EJERCICIOS |
- 1) Explica, en una a tres oraciones y según el texto sobre el aislamiento social, por qué no se considera un problema que una chica no salga de casa y hable poco o nada.
- 2) Prosigue el texto sobre el aislamiento social desde el punto en que se detiene.

Tsutomu habla con voz suave, intentando mirar a los ojos a pesar de su evidente timidez. Se mueve con gestos medidos, lentos. Asiente ligeramente con la cabeza cuando el intérprete traduce sus reflexiones, aunque no entiende ni una palabra de inglés. Detrás de él, en la cocina de la cafetería gestionada por la asociación, cuatro o cinco veinteañeras huidizas acaban de limpiar fogones y repisas antes del cierre de la tarde. “Al contrario, si una chica no sale de casa, habla poco o nada, no mantiene contactos –continúa Tsutomu–, nadie lo considera un problema. Se entiende que es algo normal, incluso positivo. Todo depende del punto de vista con que se miran las cosas, de cómo se quieren ver, del nombre que se les da.” He ahí otra etiqueta social: según la tradición, una chica tiene que ser reservada, humilde, sumisa, pasiva. Hasta la invisibilidad.

Nos trasladamos a uno de los dormitorios. Aquí se alojan las personas que están en la etapa final de su recuperación. Algunas de ellas ya salen para ir a trabajar en alguna ocupación sencilla, pero no se sienten todavía lo suficientemente seguras como para asumir la responsabilidad de una vida independiente. Una mujer –podría tener alrededor de 30 años– está acurrucada en un sofá, en el rincón más oscuro de la sala. Ni siquiera levanta la mirada; sigue impasible con las agujas y su trabajo de punto.




Megumi, 24 años. Con cinco años, suplicó a su madre que le comprara unas gafas, aunque su visión era perfecta. Encargaron unas sin corrección. "Era y es la única manera de soportar lo que hay allí fuera", dice. "Sin ellas, cada gesto, cada palabra me hiere.

MATERIAL PROPORCIONADO |
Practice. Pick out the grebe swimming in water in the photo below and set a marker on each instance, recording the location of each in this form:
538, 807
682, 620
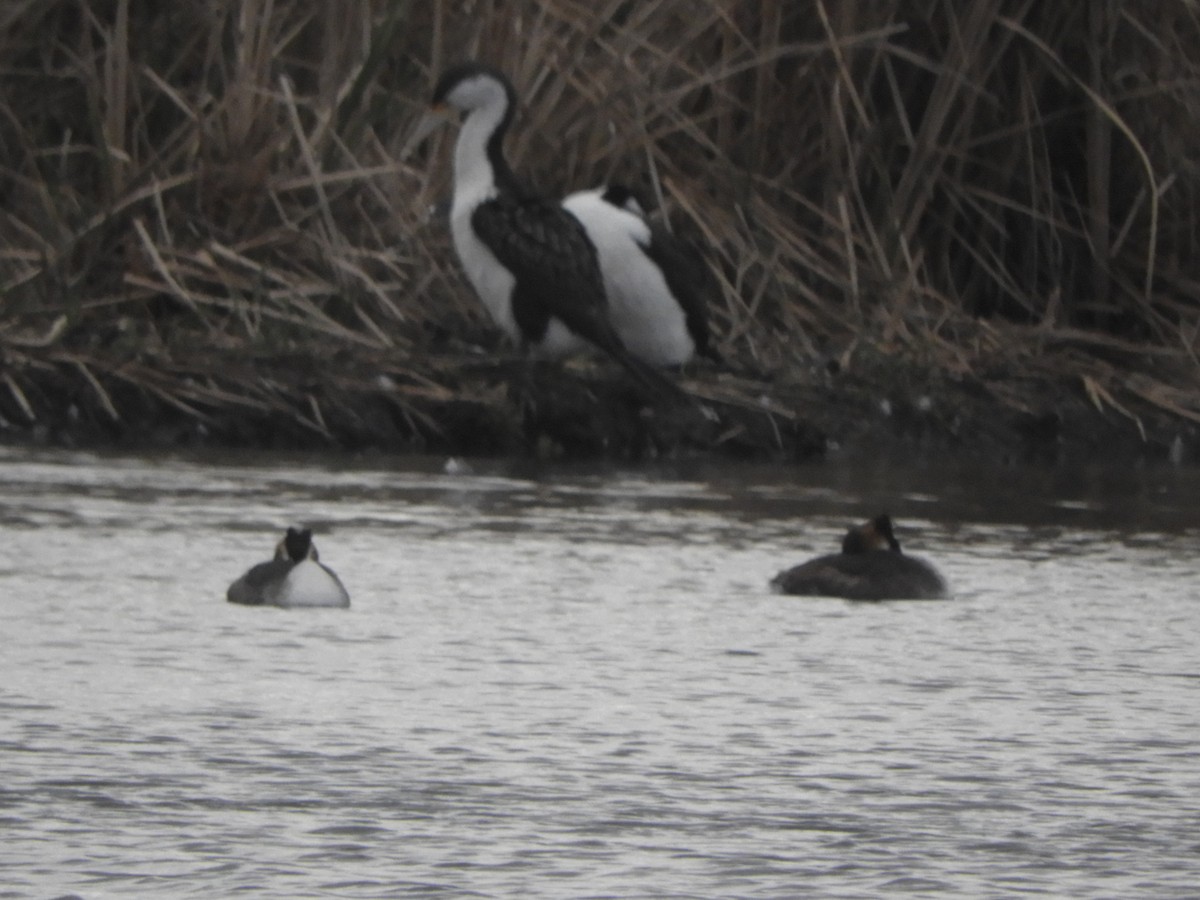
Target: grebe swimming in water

SOLUCIONES |
- 1) Se entiende como algo normal, incluso positivo. Según la tradición, una chica tiene que ser reservada, humilde, sumisa y pasiva, hasta la invisibilidad.

- 2)
Junto con mi asistente, Shinohara Hiroyuki, decido poner un anuncio en internet en que pedimos la colaboración de personas que se encuentren en una situación de retraimiento y estén dispuestas a contarnos su historia y a posar para un retrato, del cual decidirán los detalles: el dónde, el cómo, el cuándo. Colgaremos el anuncio en una comunidad concreta. (En Japón, las hay para cualquier cosa, desde pasearse por las calles de Tokio disfrazados de un cierto personaje de manga, hasta pactar suicidios colectivos: quien desea quitarse la vida y no logra reunir el coraje preciso para hacerlo a solas puede hallar a otras personas en su misma situación para dar ese paso juntas.)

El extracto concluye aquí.